GOAL OF THE EXERCISE
Which lines of the records contain the word "white"? Show each of them.

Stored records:
......
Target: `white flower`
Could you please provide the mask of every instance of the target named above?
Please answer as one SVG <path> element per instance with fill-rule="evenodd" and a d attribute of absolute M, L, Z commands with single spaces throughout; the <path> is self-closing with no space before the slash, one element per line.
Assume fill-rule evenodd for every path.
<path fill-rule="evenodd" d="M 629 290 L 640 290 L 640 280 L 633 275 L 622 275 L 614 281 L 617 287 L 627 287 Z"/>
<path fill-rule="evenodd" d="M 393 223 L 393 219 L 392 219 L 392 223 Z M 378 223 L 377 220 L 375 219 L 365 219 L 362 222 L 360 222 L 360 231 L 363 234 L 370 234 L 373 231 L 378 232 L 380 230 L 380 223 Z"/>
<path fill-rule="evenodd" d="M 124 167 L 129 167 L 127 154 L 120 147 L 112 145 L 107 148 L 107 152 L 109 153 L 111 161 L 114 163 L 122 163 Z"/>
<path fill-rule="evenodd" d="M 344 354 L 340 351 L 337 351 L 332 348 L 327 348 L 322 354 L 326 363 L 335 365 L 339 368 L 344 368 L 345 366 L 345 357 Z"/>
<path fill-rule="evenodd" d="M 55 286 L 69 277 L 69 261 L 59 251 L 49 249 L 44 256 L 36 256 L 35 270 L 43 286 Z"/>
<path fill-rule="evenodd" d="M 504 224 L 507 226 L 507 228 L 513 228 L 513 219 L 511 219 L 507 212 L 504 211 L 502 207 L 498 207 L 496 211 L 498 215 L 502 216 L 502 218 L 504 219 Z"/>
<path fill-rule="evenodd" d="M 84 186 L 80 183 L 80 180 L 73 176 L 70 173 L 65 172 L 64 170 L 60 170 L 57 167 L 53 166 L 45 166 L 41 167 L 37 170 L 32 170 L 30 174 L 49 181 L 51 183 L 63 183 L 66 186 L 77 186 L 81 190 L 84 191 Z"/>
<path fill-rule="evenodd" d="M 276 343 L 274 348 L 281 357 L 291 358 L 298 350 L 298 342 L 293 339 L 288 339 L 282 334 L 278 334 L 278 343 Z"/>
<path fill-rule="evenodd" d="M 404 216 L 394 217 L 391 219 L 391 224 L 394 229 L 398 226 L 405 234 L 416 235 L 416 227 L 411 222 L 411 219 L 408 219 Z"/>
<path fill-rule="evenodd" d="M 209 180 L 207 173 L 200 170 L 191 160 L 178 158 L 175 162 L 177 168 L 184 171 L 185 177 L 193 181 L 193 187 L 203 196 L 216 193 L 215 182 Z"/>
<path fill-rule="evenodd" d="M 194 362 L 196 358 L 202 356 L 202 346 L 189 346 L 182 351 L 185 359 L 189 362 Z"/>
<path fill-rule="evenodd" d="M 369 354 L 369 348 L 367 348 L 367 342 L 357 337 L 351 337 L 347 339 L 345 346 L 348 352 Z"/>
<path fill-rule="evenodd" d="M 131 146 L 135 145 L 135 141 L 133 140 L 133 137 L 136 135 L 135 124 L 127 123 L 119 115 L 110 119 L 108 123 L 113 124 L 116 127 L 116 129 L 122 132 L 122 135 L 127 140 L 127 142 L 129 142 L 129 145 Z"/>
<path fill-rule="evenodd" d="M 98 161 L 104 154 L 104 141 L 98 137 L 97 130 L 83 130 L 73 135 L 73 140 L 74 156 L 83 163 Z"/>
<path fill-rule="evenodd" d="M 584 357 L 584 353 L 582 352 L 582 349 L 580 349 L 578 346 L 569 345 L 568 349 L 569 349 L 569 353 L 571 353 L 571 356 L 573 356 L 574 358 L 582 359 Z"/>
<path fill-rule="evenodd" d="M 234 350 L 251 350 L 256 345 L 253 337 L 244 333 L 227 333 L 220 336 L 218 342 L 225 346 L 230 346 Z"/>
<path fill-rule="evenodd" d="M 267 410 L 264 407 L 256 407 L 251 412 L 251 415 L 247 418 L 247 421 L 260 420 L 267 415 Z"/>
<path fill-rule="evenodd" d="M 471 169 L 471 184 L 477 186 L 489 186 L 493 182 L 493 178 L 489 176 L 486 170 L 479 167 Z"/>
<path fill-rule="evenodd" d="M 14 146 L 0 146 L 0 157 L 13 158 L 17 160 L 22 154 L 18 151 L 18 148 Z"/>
......
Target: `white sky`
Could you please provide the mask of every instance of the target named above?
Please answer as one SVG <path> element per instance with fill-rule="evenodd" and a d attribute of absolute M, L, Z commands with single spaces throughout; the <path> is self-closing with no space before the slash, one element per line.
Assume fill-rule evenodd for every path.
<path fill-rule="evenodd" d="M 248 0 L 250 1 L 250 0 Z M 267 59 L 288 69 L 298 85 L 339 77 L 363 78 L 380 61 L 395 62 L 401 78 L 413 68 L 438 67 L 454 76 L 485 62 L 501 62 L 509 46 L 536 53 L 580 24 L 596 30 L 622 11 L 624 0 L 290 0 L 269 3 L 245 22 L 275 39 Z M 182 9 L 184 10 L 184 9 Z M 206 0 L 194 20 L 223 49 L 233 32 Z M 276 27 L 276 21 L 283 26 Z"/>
......
THE COMPLETED TASK
Target: `white flower`
Target: `white sky`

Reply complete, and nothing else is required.